How many lines below contain the string "street", with case taken into account? Reply with the count alone.

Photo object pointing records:
------------------------------------------------------------

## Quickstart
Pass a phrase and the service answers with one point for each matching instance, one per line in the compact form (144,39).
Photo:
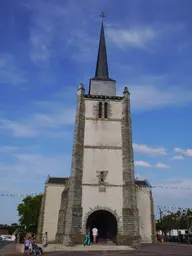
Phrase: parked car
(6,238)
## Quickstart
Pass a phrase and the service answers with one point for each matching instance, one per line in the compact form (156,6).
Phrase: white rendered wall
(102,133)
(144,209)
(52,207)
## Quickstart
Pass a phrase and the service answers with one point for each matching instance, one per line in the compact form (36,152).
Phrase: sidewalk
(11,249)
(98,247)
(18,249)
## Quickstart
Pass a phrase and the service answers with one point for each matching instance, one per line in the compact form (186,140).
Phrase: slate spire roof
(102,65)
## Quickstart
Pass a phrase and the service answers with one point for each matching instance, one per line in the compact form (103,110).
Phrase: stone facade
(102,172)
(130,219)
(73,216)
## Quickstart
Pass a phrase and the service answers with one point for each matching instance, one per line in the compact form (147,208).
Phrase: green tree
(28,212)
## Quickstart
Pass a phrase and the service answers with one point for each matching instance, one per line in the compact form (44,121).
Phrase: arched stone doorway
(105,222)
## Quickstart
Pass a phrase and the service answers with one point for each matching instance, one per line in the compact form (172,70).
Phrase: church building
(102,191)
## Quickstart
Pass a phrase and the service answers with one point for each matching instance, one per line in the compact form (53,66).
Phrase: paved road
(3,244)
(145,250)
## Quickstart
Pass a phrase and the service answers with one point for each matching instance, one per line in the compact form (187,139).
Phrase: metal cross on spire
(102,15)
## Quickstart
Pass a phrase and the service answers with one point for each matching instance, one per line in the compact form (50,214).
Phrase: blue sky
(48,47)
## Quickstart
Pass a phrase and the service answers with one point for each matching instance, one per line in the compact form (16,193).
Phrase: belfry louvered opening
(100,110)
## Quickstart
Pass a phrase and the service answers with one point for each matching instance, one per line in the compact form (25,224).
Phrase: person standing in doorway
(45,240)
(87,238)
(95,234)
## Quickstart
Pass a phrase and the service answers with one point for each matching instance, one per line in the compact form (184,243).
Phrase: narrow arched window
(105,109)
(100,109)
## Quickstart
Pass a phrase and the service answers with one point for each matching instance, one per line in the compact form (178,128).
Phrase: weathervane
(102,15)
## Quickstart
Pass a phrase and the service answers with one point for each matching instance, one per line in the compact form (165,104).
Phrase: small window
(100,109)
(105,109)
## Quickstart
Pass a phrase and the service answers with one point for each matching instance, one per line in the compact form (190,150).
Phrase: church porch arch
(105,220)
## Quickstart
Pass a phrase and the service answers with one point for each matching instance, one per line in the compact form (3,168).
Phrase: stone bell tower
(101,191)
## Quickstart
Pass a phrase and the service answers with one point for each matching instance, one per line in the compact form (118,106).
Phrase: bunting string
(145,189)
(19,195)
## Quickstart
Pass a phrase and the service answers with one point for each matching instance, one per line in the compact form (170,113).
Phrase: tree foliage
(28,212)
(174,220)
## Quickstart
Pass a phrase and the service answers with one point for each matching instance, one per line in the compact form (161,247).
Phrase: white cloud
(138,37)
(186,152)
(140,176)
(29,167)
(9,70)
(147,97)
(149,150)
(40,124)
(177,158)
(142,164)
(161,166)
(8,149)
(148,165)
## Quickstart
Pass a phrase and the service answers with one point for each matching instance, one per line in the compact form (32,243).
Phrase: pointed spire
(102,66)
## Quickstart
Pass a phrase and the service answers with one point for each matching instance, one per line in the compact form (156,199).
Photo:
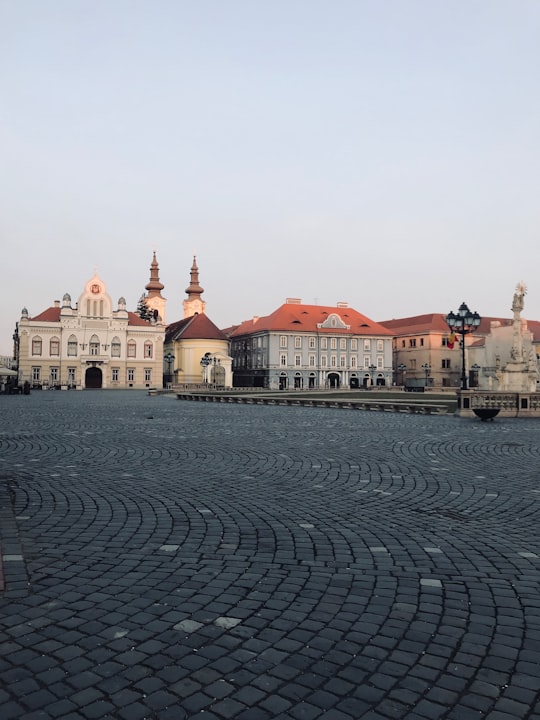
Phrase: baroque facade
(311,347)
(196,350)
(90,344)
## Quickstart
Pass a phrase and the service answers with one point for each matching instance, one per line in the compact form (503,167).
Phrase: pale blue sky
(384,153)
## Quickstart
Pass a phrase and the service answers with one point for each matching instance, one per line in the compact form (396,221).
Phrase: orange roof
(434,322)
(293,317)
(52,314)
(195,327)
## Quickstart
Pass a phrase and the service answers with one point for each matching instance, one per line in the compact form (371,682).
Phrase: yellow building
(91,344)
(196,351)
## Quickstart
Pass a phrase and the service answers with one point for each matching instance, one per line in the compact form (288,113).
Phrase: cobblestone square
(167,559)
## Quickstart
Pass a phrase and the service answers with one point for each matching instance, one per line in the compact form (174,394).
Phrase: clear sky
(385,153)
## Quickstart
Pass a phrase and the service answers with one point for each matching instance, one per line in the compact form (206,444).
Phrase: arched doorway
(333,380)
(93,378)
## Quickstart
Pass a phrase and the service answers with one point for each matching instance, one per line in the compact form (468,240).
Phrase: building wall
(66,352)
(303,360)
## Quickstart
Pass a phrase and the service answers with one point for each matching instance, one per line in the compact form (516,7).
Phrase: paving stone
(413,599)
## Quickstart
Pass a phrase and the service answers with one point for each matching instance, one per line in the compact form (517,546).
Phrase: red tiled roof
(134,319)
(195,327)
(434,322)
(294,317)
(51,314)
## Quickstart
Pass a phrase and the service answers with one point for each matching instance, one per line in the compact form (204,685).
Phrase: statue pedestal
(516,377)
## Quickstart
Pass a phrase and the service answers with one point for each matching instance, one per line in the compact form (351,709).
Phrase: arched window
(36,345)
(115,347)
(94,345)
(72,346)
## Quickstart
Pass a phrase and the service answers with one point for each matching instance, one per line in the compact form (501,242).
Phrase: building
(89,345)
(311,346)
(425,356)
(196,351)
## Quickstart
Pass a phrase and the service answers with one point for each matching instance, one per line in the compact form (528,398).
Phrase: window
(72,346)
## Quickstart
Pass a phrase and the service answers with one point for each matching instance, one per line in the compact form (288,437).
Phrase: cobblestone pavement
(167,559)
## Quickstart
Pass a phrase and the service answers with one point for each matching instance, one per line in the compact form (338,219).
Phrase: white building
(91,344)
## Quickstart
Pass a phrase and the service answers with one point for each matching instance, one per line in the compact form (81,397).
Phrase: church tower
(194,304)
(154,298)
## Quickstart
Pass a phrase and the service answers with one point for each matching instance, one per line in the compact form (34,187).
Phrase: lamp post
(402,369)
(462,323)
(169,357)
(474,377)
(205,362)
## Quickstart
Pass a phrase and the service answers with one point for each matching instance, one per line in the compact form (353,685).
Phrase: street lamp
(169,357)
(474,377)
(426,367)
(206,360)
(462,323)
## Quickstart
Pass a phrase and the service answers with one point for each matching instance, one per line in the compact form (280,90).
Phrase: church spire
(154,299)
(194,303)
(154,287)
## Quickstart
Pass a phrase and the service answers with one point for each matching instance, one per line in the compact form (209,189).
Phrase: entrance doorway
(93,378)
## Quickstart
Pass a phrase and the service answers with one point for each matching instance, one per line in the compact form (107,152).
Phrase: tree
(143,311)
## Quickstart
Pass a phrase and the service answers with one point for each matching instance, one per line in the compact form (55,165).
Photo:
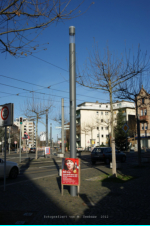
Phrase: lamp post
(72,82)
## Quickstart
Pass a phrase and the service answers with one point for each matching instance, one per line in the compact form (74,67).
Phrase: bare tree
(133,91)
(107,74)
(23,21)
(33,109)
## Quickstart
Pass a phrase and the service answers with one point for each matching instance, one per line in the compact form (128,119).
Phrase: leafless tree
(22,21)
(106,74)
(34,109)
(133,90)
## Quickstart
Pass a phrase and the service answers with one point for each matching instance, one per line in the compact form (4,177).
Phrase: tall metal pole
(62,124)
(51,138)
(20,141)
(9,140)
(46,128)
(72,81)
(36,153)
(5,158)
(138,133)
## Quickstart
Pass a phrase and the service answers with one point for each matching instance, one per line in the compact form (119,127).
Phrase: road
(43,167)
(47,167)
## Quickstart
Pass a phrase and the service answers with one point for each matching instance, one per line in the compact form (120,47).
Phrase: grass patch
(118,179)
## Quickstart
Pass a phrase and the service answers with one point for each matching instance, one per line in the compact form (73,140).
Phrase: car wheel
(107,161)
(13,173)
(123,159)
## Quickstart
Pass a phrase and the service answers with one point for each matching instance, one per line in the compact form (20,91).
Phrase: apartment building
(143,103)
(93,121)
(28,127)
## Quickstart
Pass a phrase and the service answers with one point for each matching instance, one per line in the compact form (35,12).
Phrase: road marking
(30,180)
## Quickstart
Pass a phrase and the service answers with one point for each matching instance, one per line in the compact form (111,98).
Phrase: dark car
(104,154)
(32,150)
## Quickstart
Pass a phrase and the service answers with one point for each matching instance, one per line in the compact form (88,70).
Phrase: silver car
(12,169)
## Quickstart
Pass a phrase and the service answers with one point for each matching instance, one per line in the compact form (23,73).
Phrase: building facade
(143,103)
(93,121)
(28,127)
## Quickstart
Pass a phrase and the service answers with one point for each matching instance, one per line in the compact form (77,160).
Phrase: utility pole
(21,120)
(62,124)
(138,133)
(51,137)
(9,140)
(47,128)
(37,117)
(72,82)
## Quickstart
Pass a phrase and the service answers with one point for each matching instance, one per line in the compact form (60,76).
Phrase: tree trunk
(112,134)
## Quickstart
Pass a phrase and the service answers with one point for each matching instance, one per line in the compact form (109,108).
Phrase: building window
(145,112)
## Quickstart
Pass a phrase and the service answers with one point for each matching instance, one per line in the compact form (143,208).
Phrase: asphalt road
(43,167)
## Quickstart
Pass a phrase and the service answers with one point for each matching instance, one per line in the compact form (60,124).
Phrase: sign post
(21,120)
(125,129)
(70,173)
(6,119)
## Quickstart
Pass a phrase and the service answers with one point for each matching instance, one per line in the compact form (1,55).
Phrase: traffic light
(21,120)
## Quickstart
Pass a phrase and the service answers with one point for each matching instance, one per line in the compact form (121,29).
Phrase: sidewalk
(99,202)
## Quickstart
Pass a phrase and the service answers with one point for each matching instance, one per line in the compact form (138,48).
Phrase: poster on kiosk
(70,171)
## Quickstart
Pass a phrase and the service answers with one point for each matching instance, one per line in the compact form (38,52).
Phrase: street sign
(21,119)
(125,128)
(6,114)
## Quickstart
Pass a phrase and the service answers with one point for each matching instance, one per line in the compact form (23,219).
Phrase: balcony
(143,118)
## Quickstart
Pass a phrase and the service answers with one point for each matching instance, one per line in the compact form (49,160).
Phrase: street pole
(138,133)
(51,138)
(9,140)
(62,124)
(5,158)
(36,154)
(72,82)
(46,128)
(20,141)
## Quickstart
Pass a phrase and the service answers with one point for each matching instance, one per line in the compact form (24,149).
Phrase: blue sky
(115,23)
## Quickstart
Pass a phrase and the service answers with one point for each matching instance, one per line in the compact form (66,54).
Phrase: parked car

------------------------------------------------------------

*Exercise solution:*
3